- Objective
Print every line of the items below without any change, and leave out the pictures.

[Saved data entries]
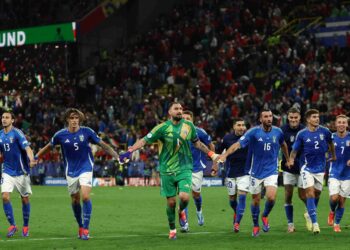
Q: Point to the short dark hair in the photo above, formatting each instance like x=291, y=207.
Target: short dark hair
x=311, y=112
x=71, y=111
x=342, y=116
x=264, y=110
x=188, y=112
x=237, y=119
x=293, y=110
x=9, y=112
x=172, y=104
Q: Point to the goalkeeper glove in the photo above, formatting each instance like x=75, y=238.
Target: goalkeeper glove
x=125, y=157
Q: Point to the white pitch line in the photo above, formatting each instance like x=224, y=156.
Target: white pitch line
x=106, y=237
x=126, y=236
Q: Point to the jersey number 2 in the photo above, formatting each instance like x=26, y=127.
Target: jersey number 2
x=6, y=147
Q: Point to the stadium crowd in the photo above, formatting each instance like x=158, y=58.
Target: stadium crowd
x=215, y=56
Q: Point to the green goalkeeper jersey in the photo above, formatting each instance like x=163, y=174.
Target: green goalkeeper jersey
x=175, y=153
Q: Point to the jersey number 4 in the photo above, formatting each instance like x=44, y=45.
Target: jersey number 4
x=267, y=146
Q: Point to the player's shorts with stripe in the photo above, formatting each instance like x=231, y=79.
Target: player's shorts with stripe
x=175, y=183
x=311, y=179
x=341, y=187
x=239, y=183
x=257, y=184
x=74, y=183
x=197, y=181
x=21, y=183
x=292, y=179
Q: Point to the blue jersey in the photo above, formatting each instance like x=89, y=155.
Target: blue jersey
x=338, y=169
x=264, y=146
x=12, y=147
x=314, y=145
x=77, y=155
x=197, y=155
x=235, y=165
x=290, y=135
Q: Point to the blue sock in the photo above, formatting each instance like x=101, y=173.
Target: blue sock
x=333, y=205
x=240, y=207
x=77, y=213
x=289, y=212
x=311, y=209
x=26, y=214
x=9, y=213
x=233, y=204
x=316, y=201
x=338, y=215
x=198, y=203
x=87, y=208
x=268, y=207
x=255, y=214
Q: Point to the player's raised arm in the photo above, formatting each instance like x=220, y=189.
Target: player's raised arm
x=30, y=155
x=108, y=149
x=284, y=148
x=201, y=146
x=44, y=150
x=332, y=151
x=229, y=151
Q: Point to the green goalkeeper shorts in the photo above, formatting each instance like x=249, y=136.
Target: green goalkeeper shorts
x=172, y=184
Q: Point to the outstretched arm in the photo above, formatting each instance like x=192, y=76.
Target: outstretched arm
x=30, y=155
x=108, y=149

- Solution to the exercise
Q: Point to the short dark hair in the photo above, formatting each instance like x=291, y=207.
Target: short dark hair
x=311, y=112
x=71, y=111
x=342, y=116
x=264, y=110
x=188, y=112
x=237, y=119
x=293, y=110
x=9, y=112
x=172, y=104
Q: Point to the goalkeeper glove in the photo above, formatting each instance like x=75, y=238.
Target: goalkeeper glove
x=125, y=157
Q: Point to the white pitch line in the photo above, formatting each instance like x=224, y=156.
Target: white pitch line
x=106, y=237
x=126, y=236
Q: Point to the jersey number 2 in the photo above, formatting each instance like x=26, y=127.
Target: jersey number 2
x=6, y=147
Q: Point to the stadium crowd in the photo above, formatting each instance like x=158, y=58.
Target: stadium crowd
x=215, y=56
Q: Point to the green goalkeeper jersey in the photo above, formatting each instance like x=163, y=174.
Target: green goalkeeper jersey
x=175, y=153
Q: Point to the jersey number 4 in the photo above, formatting each instance like x=44, y=45.
Target: jersey number 4
x=267, y=146
Q: Point to the player's shorts with stripe in the photo above, formatting each instance like x=231, y=79.
Target: player's shorts with stripe
x=175, y=183
x=311, y=179
x=341, y=187
x=239, y=183
x=257, y=184
x=74, y=183
x=197, y=181
x=21, y=183
x=292, y=179
Q: Point to the blue jersey in the photo above, formatting each instance like x=89, y=155.
Target: blue jersey
x=338, y=169
x=264, y=146
x=12, y=147
x=314, y=145
x=77, y=155
x=197, y=155
x=235, y=165
x=290, y=135
Q: Point to the blue sock in the photo above, formatting each instance like x=101, y=173.
Target: blue sock
x=333, y=205
x=240, y=207
x=77, y=213
x=289, y=212
x=311, y=209
x=26, y=214
x=9, y=213
x=233, y=204
x=316, y=201
x=338, y=215
x=198, y=203
x=87, y=208
x=268, y=207
x=255, y=214
Q: Point to the player's raised arm in the photo above, formatting each instance like x=220, y=189.
Target: player's raised arm
x=30, y=155
x=108, y=149
x=284, y=148
x=201, y=146
x=44, y=150
x=332, y=151
x=229, y=151
Q: Point to the green goalkeeper shorts in the photo above, formatting each instance like x=249, y=136.
Target: green goalkeeper shorts
x=172, y=184
Q: Point to the outstretched arm in the photo above, formatting each instance like x=192, y=76.
Target: outstretched arm
x=30, y=155
x=108, y=149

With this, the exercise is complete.